§ **Task brief**
Count how many lines in the items below contain the string "Locate", and reply with only that number.
··· Task material ···
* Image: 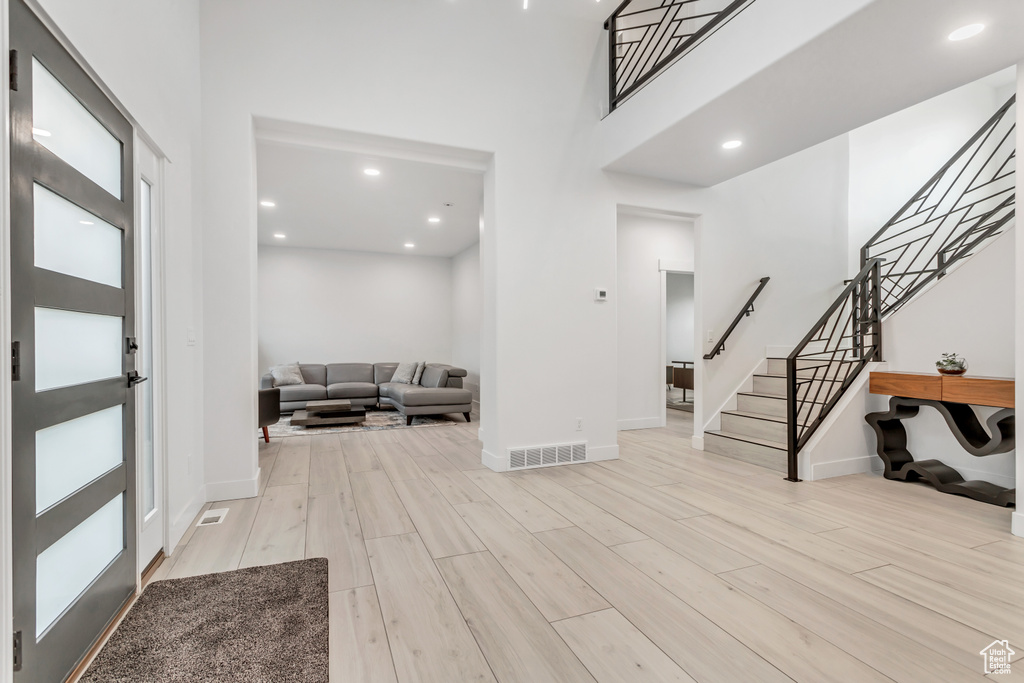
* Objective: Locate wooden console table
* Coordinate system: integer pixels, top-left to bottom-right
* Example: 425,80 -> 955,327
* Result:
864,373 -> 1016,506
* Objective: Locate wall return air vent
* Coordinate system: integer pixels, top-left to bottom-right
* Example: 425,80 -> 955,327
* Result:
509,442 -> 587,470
···
··· Task material ···
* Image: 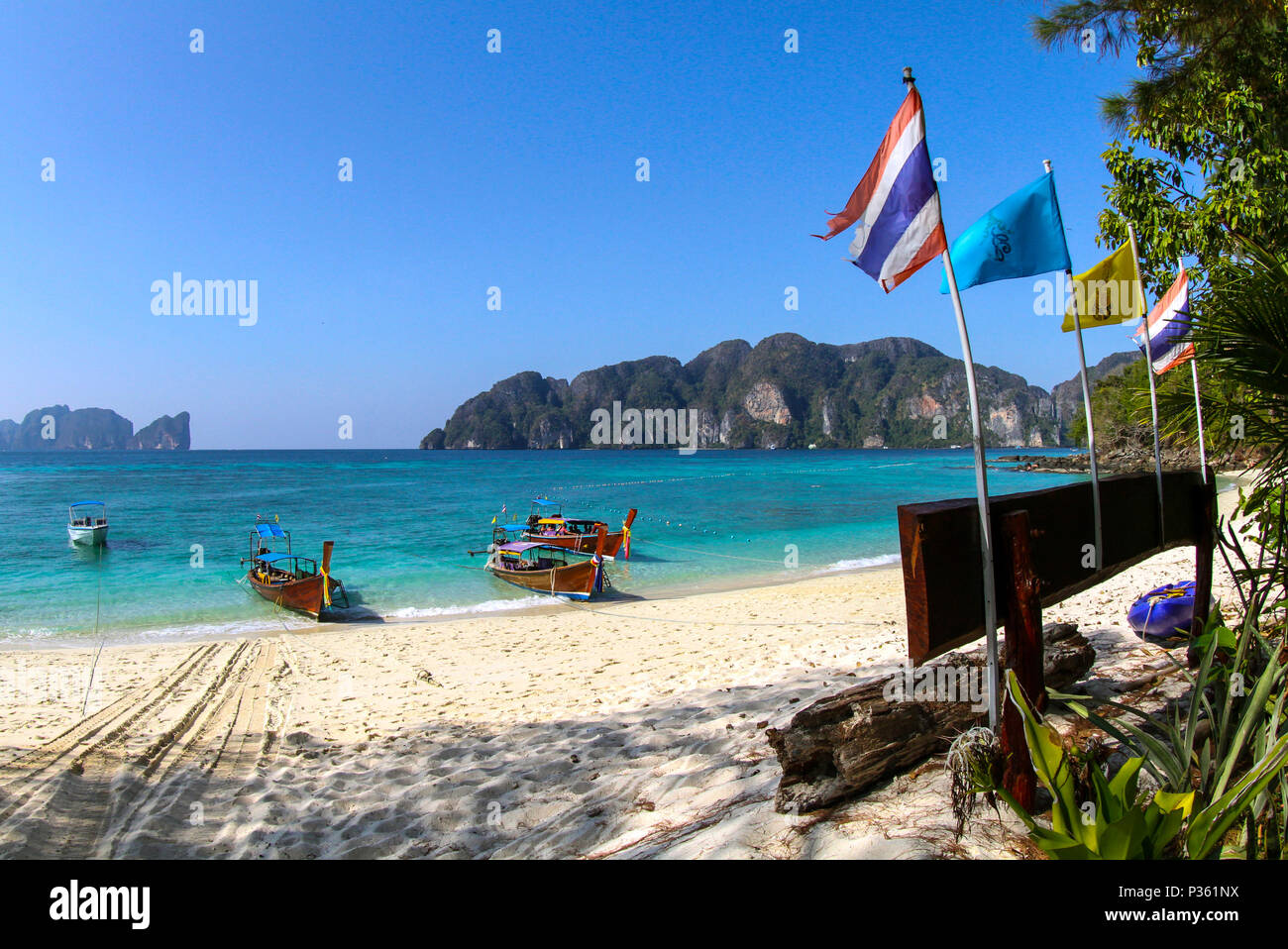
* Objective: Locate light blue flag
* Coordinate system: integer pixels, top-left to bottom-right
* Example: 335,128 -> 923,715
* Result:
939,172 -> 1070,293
···
§ **Result of the task**
3